REQUIRED TASK = The records below are to be repeated in full, exactly as they are.

EXERCISE INPUTS =
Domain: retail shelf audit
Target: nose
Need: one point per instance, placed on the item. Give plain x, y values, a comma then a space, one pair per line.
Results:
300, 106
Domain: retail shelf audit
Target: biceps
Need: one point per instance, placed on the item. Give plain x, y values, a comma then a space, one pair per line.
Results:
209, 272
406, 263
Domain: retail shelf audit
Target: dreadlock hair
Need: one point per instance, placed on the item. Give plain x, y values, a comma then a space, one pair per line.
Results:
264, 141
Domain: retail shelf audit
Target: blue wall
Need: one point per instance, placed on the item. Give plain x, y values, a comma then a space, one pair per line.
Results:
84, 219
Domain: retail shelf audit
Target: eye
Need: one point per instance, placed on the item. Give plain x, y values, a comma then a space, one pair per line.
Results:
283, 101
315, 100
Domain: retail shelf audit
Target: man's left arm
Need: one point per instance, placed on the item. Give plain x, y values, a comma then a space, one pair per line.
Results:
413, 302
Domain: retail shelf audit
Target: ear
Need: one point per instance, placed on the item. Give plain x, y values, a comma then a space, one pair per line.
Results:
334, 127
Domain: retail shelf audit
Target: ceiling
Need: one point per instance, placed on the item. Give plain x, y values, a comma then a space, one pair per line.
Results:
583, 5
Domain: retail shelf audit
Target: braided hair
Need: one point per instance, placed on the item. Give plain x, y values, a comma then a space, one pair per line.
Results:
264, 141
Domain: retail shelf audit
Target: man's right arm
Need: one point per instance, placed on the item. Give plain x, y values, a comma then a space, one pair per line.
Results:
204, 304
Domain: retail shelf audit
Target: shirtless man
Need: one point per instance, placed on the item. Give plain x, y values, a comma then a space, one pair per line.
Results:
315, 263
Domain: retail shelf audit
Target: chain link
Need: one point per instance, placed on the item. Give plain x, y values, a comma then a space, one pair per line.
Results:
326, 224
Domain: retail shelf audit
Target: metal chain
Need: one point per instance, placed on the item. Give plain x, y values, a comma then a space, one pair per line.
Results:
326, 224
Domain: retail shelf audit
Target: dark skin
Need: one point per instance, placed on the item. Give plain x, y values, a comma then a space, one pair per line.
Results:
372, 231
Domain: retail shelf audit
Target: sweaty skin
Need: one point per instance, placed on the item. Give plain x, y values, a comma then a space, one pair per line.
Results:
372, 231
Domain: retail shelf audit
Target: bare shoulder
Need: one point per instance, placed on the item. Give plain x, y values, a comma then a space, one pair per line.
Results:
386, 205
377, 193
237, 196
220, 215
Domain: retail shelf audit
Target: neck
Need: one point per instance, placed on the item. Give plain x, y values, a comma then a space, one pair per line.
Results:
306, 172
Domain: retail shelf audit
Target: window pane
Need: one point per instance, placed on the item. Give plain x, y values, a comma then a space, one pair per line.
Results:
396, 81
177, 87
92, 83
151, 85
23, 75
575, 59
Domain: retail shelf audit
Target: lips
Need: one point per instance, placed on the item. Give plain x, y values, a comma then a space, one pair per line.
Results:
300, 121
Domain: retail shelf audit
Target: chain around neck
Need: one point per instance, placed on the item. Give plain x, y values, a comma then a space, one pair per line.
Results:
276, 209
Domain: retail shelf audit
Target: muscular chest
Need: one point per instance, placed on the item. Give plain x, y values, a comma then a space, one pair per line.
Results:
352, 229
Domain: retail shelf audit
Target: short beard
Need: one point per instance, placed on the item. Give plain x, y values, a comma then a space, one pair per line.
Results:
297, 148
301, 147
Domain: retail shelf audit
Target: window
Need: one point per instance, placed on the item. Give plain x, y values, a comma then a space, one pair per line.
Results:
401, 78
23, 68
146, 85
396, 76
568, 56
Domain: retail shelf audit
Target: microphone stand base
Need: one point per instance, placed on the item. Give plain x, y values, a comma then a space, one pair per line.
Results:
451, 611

EXERCISE OUTPUT =
Domain: retail shelf audit
Target: nose
Need: one point per instance, placed on the item. Give plain x, y values, a comma then a space, one pair per line.
Results:
300, 106
Domain: retail shelf audit
Target: biceps
Need: one point per instance, placed on the item. Give plain x, y values, a comma then a space, one pair per line.
Results:
209, 272
406, 263
Domain: retail shelf audit
Target: dreadlock hair
Need: one point per instance, placed on the item. Give plain x, y values, a comma then a space, one pair per line.
Results:
264, 141
Domain: retail shelf audit
Target: blue wall
Need: one point per instance, placed on the item. Give plain x, y values, a comma then a space, one pair per line.
Results:
84, 219
Domain: retail shelf audit
Target: eye
Need: one point per instance, placed on the item. Give plain x, y values, a comma then a space, one pair per line.
Results:
283, 101
315, 100
Domain: retail shelf audit
Target: man's left arm
Need: one point per instance, placed on the item. Give plain x, y values, a comma then a space, one pair per line.
Results:
413, 302
Domain: retail shelf audit
Target: ear
Need: one point per instance, placed on the item. Give plain x, y values, a comma then a space, one pair per line.
Results:
334, 127
Domain: retail shelf audit
Target: ceiling
Need: one point per instance, placed on the item. Give plain x, y values, a comma then a space, one pair per line.
Results:
583, 5
Domain: retail shelf audit
Target: braided hair
Need: one point per instance, placed on the item. Give plain x, y values, a comma then a space, one pair per line.
Results:
264, 141
Domain: retail shelf audit
Target: man's right arm
Need: one point per instance, placed on the item. Give plain x, y values, a comma then a space, one pair per line.
Results:
204, 304
Domain: retail shelf audit
Target: shirtless man
Need: one point per instance, placed on the item. Give plain x, y values, a comma then a space, one pair per line.
Results:
315, 263
Domain: retail shelf audit
Target: chain link
Need: one point per instance, placed on the item. Give plain x, y values, a comma then a space, one pair per line.
Results:
326, 224
Domain: retail shelf audit
Target: metal chain
Need: one point per instance, placed on the item. Give plain x, y values, a comma then a space, one pair per line.
Results:
326, 224
Domain: retail shelf audit
Target: dark skin
Need: one point per instance, placed on the item. Give plain x, y values, a comma then a space, one pair per line.
Results:
372, 231
Domain: retail shelf audit
Target: sweaty skin
Need: one point per instance, placed on the item. Give plain x, y values, a comma then a space, one pair per line.
Results:
372, 231
Domain: retail shelf audit
Target: bare shoulder
Need: one point per instance, placed on the item. Give plain x, y values, a comma then a space, one pair per line.
Results:
386, 205
377, 193
237, 196
220, 215
Domain: retail shelf audit
Target: neck
Need: one point per instance, placed on the item. Give plain x, y values, a comma then a space, one pair per line.
Results:
306, 172
Domain: retail shelf audit
Target: window pane
Need: one point per instance, placed on the item. Give plain x, y values, a comma then a space, one pair per line.
Results:
396, 81
177, 87
92, 83
151, 85
23, 75
575, 59
Domain: retail shelf audit
Target: lips
Need: one point per instance, placed on the item. Give plain x, y values, a comma then a space, one pair per line.
Results:
300, 121
Domain: retail shelf audit
Target: chain around neck
Need: one point per instance, placed on the item. Give plain x, y values, a comma then a space, one pair per line.
Results:
276, 209
Domain: retail shelf audit
Target: muscular chest
Need: one point per instance, placed on the item. Give plain x, y values, a comma then a space, one pair per line.
Results:
352, 229
Domain: retail shelf audit
Target: short beard
Need: one point per instance, placed on the item. Give plain x, y values, a comma then a space, one pair per line.
Results:
297, 148
301, 147
Domain: retail shelf audit
Target: window
Need: one point per instance, placed on the item. Give plain x, y values, a comma then a space, one pair per line.
Results:
401, 78
23, 68
146, 85
396, 76
568, 56
Domain: retail shelf audit
Target: microphone stand base
Need: one point per instance, placed on the item. Give plain x, y values, a comma then a space, one pair per line.
Results:
451, 611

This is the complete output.